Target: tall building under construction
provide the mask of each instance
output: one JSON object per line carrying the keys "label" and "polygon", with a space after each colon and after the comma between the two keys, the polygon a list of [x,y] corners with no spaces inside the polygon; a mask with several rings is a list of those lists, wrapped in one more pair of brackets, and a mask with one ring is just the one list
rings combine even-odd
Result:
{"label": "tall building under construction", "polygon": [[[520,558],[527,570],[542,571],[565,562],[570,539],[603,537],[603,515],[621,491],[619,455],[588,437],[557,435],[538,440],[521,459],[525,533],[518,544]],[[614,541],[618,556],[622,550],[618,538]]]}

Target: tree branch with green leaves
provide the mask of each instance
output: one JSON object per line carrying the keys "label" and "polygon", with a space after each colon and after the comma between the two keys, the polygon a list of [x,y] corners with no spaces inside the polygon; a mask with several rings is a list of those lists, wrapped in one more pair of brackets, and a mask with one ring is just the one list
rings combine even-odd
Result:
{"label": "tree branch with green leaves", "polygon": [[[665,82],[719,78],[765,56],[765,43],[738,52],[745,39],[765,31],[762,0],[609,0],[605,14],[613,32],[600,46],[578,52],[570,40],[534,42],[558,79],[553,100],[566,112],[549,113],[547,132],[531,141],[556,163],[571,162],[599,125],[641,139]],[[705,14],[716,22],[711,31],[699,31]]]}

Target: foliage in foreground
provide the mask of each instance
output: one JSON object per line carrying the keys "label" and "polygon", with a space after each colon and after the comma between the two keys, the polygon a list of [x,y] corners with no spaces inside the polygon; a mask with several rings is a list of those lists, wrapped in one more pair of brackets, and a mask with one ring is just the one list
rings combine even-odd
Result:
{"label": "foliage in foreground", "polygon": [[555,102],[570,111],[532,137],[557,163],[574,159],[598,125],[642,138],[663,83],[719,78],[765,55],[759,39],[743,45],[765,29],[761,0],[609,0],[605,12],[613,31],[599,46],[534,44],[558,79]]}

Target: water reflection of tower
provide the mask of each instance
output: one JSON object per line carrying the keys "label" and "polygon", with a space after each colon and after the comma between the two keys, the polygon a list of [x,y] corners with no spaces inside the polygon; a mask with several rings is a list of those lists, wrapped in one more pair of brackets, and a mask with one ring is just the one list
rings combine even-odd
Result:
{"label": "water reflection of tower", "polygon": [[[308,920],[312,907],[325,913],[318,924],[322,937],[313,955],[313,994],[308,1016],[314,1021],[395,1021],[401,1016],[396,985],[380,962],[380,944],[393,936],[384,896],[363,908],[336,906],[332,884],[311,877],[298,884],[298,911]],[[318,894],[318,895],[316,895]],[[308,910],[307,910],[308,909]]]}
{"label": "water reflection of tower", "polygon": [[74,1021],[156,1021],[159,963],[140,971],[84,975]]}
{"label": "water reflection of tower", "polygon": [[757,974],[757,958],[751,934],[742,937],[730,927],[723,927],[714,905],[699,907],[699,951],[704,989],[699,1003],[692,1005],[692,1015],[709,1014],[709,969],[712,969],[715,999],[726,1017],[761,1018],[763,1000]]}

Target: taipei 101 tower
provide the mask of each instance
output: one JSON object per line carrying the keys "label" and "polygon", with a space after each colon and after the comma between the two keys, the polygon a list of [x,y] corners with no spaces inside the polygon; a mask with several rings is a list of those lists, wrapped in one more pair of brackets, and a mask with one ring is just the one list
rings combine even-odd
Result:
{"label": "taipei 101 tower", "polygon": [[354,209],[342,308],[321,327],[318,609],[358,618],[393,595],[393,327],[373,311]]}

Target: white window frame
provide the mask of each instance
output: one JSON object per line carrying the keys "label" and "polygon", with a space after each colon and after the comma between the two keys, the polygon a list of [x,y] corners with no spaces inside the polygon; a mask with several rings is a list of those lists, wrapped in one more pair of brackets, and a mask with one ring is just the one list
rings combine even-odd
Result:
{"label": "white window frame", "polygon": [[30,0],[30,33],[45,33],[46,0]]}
------------------------
**EXERCISE INSTRUCTIONS**:
Write out all of the records above exactly as they appear.

**THE OUTPUT**:
Target: tall building under construction
provide the mask of each instance
output: one JSON object per line carrying the keys "label" and "polygon", with a space after each colon and after the comma between the two keys, the polygon a list of [x,y] corners with no spaces inside the polygon; a mask with several rings is a list of those lists, wrapped in one more pair of brackets, and a mask with one ring is just the one list
rings combine even-odd
Result:
{"label": "tall building under construction", "polygon": [[[520,558],[527,570],[542,571],[565,562],[570,539],[603,537],[603,515],[621,491],[619,455],[588,437],[557,435],[538,440],[521,459],[525,533],[518,544]],[[614,541],[618,556],[622,550],[618,538]]]}

Target: tree branch with green leaves
provide the mask of each instance
output: one JSON object per line carrying the keys "label" and "polygon", with a space after each colon and after the comma between the two keys, the polygon a list of [x,y] corners with no spaces inside the polygon; a mask with several rings is a list of those lists, wrapped in one more pair of brackets, and a mask with one ring is just the one list
rings combine even-odd
Result:
{"label": "tree branch with green leaves", "polygon": [[[665,82],[719,78],[765,56],[765,43],[738,52],[745,39],[765,31],[762,0],[609,0],[605,14],[613,32],[600,46],[578,52],[570,40],[534,42],[558,79],[553,100],[566,112],[549,113],[547,132],[531,141],[556,163],[571,162],[599,125],[641,139]],[[705,14],[716,22],[711,31],[699,31]]]}

Target: foliage in foreground
provide the mask of each instance
output: one JSON object per line carrying the keys "label" and "polygon", with a space after each colon and after the comma between the two keys, the polygon a list of [x,y] corners with no spaces inside the polygon; a mask with several rings is a list of those lists, wrapped in one more pair of brackets, and a mask with one ring is just the one list
rings combine even-odd
Result:
{"label": "foliage in foreground", "polygon": [[555,102],[570,111],[532,137],[557,163],[574,159],[598,125],[642,138],[663,83],[719,78],[765,55],[759,39],[743,45],[765,29],[761,0],[609,0],[605,12],[613,31],[599,46],[534,44],[558,79]]}

Target: water reflection of tower
provide the mask of each instance
output: one JSON object per line carrying the keys "label" and "polygon", with a space after each colon and after the comma between the two keys, the polygon a list of [x,y] corners with no spaces inside the polygon; a mask with several rings is a list of those lists, wrapped in one more pair of brackets, and a mask with one ring is just the one list
rings combine even-odd
Result:
{"label": "water reflection of tower", "polygon": [[[308,920],[312,907],[325,913],[318,924],[322,937],[313,955],[313,994],[308,1016],[314,1021],[395,1021],[401,1016],[396,985],[380,962],[380,944],[393,936],[384,896],[363,908],[336,906],[332,884],[311,877],[298,884],[298,911]],[[318,894],[318,895],[316,895]],[[308,910],[307,910],[308,909]]]}
{"label": "water reflection of tower", "polygon": [[74,1021],[156,1021],[159,963],[140,971],[84,975]]}
{"label": "water reflection of tower", "polygon": [[757,974],[757,958],[751,934],[742,937],[730,927],[723,927],[714,905],[699,907],[699,951],[704,989],[699,1003],[692,1005],[692,1015],[709,1014],[709,969],[712,969],[715,999],[726,1017],[761,1018],[763,1000]]}

Target: taipei 101 tower
provide the mask of each instance
output: one JSON object per line carrying the keys "label" and "polygon", with a space after each colon and after the comma between the two keys, the polygon a list of [x,y] corners with no spaces inside the polygon; a mask with several rings is a list of those lists, wrapped in one more pair of brackets, and a mask with one ring is just the one list
rings combine even-odd
Result:
{"label": "taipei 101 tower", "polygon": [[354,209],[342,308],[321,327],[318,609],[358,618],[393,595],[393,327],[373,311]]}

Target: white window frame
provide the mask of each instance
output: one JSON object per line carrying the keys "label" and "polygon", with a space after each colon and after the comma between the two keys, the polygon a list of [x,y] corners with no spaces inside the polygon; a mask with several rings is a list of those lists, wrapped in one more pair of brackets, and a mask with one ring is just the one list
rings combine even-odd
Result:
{"label": "white window frame", "polygon": [[30,0],[30,33],[45,33],[46,0]]}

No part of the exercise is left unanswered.